_BRANO SELEZIONATO_.
Non risulta sia stata eseguita, se non parzialmente, "una appropriata valutazione dei fattori di rischio, sia per le procedure e tecniche di fecondazione, quanto anche in relazione agli effetti che tali fattori di rischio avrebbero comportato su una futura e possibile gravidanza". Lo scrive la task force del ministero della Salute nella sua relazione sul decesso di una donna di 38 anni presso il Centro Pma del presidio Jaia di Conversano (Bari), il 10 giugno scorso.

_DATI MOSTRATI_.

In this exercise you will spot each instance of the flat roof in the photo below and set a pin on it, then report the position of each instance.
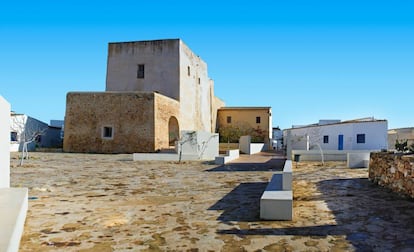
(362, 120)
(241, 108)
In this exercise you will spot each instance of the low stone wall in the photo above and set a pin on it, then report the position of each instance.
(394, 171)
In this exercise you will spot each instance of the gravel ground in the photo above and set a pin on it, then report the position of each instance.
(90, 202)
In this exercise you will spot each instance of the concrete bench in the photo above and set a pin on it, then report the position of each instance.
(230, 156)
(358, 160)
(276, 202)
(13, 209)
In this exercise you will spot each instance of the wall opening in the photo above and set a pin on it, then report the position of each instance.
(173, 131)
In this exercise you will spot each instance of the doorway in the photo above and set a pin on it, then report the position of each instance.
(340, 142)
(173, 131)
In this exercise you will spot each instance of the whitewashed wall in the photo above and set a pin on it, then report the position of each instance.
(375, 136)
(4, 143)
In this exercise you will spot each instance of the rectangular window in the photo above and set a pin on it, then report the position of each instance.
(107, 132)
(360, 138)
(140, 71)
(13, 136)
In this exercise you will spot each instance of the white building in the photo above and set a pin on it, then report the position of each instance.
(4, 143)
(25, 128)
(277, 138)
(359, 134)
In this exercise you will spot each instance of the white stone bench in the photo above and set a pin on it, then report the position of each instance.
(13, 209)
(276, 202)
(230, 156)
(358, 160)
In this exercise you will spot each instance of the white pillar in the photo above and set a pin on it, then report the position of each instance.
(4, 143)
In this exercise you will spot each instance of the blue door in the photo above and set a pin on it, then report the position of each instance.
(340, 142)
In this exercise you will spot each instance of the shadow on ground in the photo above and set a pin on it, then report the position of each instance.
(372, 218)
(241, 204)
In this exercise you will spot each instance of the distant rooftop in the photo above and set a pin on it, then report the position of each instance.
(332, 122)
(236, 108)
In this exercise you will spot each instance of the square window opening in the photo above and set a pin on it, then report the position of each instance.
(360, 138)
(107, 132)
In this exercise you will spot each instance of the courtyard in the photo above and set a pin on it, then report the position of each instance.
(92, 202)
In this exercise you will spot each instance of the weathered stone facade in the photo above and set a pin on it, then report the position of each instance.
(138, 121)
(154, 90)
(394, 171)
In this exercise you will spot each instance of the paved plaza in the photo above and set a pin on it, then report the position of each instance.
(90, 202)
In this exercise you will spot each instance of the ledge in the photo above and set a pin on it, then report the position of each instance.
(13, 210)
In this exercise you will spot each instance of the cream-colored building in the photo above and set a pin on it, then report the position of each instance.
(256, 120)
(154, 89)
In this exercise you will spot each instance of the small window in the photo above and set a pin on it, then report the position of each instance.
(360, 138)
(107, 132)
(13, 136)
(140, 71)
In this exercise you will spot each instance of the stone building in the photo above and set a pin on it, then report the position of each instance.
(256, 120)
(154, 89)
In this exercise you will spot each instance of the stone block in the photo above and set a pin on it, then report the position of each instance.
(358, 160)
(276, 205)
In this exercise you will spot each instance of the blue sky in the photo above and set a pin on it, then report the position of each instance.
(308, 60)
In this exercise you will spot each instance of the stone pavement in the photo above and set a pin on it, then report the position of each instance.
(86, 202)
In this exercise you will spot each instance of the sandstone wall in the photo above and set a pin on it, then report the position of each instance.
(394, 171)
(131, 116)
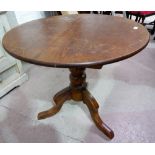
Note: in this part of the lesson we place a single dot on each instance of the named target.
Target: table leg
(59, 100)
(93, 106)
(77, 91)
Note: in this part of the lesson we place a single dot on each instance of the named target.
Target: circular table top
(76, 40)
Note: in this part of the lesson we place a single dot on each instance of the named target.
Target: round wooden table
(76, 42)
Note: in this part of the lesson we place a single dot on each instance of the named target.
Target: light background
(74, 5)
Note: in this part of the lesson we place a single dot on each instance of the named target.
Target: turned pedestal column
(77, 91)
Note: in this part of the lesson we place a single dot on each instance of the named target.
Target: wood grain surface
(76, 40)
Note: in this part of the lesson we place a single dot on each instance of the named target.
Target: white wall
(25, 16)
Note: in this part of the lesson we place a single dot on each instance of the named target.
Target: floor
(124, 90)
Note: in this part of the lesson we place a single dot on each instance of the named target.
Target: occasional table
(76, 42)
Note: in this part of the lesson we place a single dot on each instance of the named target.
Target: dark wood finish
(76, 42)
(77, 91)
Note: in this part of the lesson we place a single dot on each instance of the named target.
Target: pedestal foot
(92, 104)
(59, 100)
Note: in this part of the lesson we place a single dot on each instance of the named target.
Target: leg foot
(59, 100)
(92, 104)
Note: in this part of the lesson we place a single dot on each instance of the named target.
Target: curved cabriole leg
(92, 104)
(59, 100)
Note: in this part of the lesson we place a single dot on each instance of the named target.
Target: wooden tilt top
(76, 40)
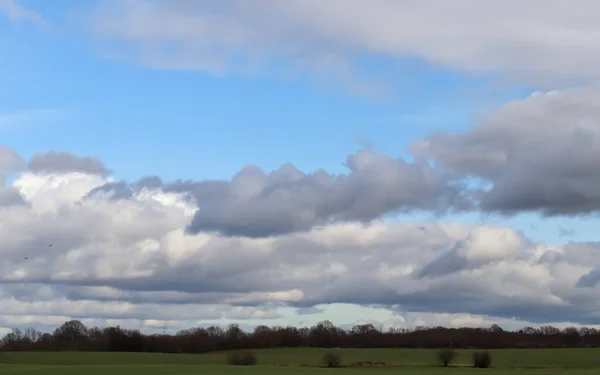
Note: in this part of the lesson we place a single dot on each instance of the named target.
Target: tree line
(74, 335)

_CONSEGNA_.
Ritrascrivi senza modifiche la parte del brano sulla relazione ministeriale che comincia con "Non risulta sia" e prosegue fino a "10 giugno scorso.". Le voci qui riportate non sono necessarie per svolgere il lavoro.

_RISULTATO_.
Non risulta sia stata eseguita, se non parzialmente, "una appropriata valutazione dei fattori di rischio, sia per le procedure e tecniche di fecondazione, quanto anche in relazione agli effetti che tali fattori di rischio avrebbero comportato su una futura e possibile gravidanza". Lo scrive la task force del ministero della Salute nella sua relazione sul decesso di una donna di 38 anni presso il Centro Pma del presidio Jaia di Conversano (Bari), il 10 giugno scorso.